──────── Information shown
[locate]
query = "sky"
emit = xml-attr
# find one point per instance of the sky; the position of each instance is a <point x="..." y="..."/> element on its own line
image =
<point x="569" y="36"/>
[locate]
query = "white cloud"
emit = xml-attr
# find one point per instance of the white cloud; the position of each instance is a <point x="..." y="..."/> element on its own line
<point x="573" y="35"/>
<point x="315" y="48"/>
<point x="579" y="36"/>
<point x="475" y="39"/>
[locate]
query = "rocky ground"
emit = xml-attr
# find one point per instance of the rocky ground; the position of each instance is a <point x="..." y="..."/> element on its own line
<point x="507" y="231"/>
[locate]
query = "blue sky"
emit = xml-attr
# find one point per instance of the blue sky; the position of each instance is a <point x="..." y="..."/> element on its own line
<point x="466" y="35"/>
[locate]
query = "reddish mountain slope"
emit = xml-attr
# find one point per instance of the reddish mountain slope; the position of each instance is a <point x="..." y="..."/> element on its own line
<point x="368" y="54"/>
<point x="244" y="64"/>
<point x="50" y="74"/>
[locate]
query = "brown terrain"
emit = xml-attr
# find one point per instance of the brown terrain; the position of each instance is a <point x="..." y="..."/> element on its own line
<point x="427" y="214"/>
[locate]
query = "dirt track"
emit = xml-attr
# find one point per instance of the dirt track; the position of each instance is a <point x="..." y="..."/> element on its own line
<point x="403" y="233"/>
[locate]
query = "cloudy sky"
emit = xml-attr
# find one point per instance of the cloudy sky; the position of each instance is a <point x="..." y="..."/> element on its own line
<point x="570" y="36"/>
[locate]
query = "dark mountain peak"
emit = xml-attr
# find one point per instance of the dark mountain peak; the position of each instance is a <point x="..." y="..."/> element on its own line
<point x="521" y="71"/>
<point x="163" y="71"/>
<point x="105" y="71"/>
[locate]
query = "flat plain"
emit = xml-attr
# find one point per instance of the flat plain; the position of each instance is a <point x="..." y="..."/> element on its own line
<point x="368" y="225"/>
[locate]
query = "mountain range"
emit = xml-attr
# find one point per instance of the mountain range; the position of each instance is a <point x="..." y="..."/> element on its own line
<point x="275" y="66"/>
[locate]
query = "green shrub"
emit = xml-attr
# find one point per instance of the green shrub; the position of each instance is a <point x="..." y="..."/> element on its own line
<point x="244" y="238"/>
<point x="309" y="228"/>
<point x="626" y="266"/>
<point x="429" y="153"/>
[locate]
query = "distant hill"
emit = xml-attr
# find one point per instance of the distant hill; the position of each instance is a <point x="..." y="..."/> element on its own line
────────────────
Exercise objective — Every line above must be reproduced exactly as it stands.

Answer box —
[locate]
query = "sky"
emit = xml-attr
# find one point per instance of the sky; the position of each instance is a <point x="..." y="..."/> element on its own line
image =
<point x="569" y="36"/>
[locate]
query = "white cloud"
emit = xml-attr
# find one point per instance of the white cloud; the position of each instance is a <point x="..." y="..."/> element on its own line
<point x="573" y="35"/>
<point x="315" y="48"/>
<point x="579" y="36"/>
<point x="475" y="39"/>
[locate]
query = "rocky ground"
emit = xml-attr
# find one point per instance of the rocky ground; the position of each instance is a <point x="..." y="..."/> element on its own line
<point x="507" y="231"/>
[locate]
query = "blue sky"
emit = xml-attr
# find one point per instance of the blue sky; the position of each instance is a <point x="..." y="..."/> element on its own line
<point x="466" y="35"/>
[locate]
query = "reddish mountain slope"
emit = xml-attr
# find one point per instance of the reddish mountain slope; the position of each instance is a <point x="..." y="..."/> element on its own line
<point x="368" y="54"/>
<point x="244" y="64"/>
<point x="50" y="74"/>
[locate]
query = "brown terrain"
emit = xml-attr
# find one point per instance of the brown terrain; the position of each instance is a <point x="..." y="..."/> element on its own line
<point x="427" y="214"/>
[locate]
query = "dirt track"
emit = xml-attr
# find one point per instance of the dirt track; the position of each instance is a <point x="..." y="..."/> element on its own line
<point x="403" y="233"/>
[locate]
query = "cloudy sky"
emit = xml-attr
# find one point per instance of the cloudy sky; the position of each instance is a <point x="..." y="..."/> element on its own line
<point x="570" y="36"/>
[locate]
query = "dark mountain peak"
emit = xml-attr
# find one point per instance of the dark mountain peak; the position of each instance is a <point x="..." y="..."/> element on its own line
<point x="521" y="71"/>
<point x="163" y="71"/>
<point x="105" y="71"/>
[locate]
query = "flat plain"
emit = xml-attr
# find one point per instance of the flat plain; the position of each instance is a <point x="..." y="..."/> element on its own line
<point x="368" y="225"/>
[locate]
query = "mountain range"
emit = xml-attr
# find one point per instance of the mountain range; the position of each instance is a <point x="..." y="..."/> element on its own line
<point x="275" y="66"/>
[locate]
query = "green shrub"
emit = xml-attr
# find one point per instance of the green shrub; the position of each instance is a <point x="..." y="..."/> element on its own line
<point x="244" y="238"/>
<point x="309" y="228"/>
<point x="626" y="266"/>
<point x="429" y="153"/>
[locate]
query = "distant hill"
emit = xml-attr
# find one point per instance of the distant hill; the position of each instance is a <point x="..." y="..."/> element on its own line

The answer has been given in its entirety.